§ **Supplied data**
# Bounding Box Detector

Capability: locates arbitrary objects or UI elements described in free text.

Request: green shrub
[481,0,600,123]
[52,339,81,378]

§ **Problem details**
Pick out each line in the records that contains the word "objects", copying every such line in full.

§ **Output below**
Capability: locates arbitrary objects or UI elements described in free text.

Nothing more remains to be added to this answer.